◆ TEXTE DE LA PAGE
----------
Cahier critique 12/12/2018

"Waterfountain" de Jules Follet

La goutte de trop.

Contrairement à son personnage, Jules Follet ne se laisse pas déborder et maîtrise complètement son entreprise, celle de la réalisation de son film. Waterfountain est un huis clos qui met face à face Armand Munster, chef d’une entreprise de caddies, et sa fontaine à eau, autrement dit, ses angoisses de faire faillite. Philippe Rebbot incarne le patron affolé à la perfection et on ne peut que se laisser entraîner dans sa chute. 

On comprend très vite que monsieur Munster est débordé. Les premiers plans présentent des détails du bureau où s’entassent feuilles, stylos, papiers en tout genre ; il n’est pas capable de trouver de quoi nettoyer la main de son comptable. Toute recherche et toute entreprise menée dans ce bureau semble être vouée à l’échec. Les sources de distraction sont diverses et variées et empêchent le personnage principal de se concentrer sur son vrai problème : son expert comptable l’a annoncé, il doit bientôt déposer le bilan.

À travers une mise en scène efficace et un montage rapide, le réalisateur transmet le sentiment d’affolement qui se saisit du personnage. Les dialogues sont en réalité moins des conversations que des informations données à une telle vitesse et à un rythme si saccadé que la parole n’est pas claire. Il n’y a pas d’amorce dans le champ / contrechamp entre monsieur Munster et son comptable, et pour cause : ils ne se comprennent pas. Le premier est insensible aux tourments de son client, le deuxième est hermétique aux conseils et explications de l’expert. On ne comprend pas en détail ce que disent le comptable et l’employé, il ressort simplement l’évidence : l’entreprise va mal. Le bateau coule et l’eau rentre de tous côtés.
----------
(Données d'ancrage d'expressions référentielles)
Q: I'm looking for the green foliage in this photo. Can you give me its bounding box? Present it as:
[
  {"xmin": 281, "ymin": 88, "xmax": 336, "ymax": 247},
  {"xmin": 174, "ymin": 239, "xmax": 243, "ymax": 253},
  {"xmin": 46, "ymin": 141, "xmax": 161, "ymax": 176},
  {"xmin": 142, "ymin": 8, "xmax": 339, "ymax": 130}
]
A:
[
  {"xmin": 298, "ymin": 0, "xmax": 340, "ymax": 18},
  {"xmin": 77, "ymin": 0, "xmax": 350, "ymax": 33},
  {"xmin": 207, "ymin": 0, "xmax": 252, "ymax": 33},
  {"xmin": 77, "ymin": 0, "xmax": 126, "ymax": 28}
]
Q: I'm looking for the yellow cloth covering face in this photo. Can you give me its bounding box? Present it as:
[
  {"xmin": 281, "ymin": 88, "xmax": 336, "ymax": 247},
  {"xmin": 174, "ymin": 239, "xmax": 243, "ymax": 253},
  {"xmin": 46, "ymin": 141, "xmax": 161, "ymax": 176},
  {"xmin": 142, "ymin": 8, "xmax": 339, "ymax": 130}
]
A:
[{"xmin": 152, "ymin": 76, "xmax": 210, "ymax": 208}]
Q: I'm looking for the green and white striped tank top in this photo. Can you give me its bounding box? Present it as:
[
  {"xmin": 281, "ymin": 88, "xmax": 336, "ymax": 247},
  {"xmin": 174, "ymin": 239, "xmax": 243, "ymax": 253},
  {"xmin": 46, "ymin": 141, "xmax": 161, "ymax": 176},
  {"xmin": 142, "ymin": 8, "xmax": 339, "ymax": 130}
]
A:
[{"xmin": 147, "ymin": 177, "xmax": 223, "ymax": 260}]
----------
◆ VOTRE TÂCHE
Pouvez-vous renvoyer mot pour mot le passage de la critique de Waterfountain qui va de « On comprend très » à « déposer le bilan. » ?

◆ RÉPONSE À LA TÂCHE
On comprend très vite que monsieur Munster est débordé. Les premiers plans présentent des détails du bureau où s’entassent feuilles, stylos, papiers en tout genre ; il n’est pas capable de trouver de quoi nettoyer la main de son comptable. Toute recherche et toute entreprise menée dans ce bureau semble être vouée à l’échec. Les sources de distraction sont diverses et variées et empêchent le personnage principal de se concentrer sur son vrai problème : son expert comptable l’a annoncé, il doit bientôt déposer le bilan.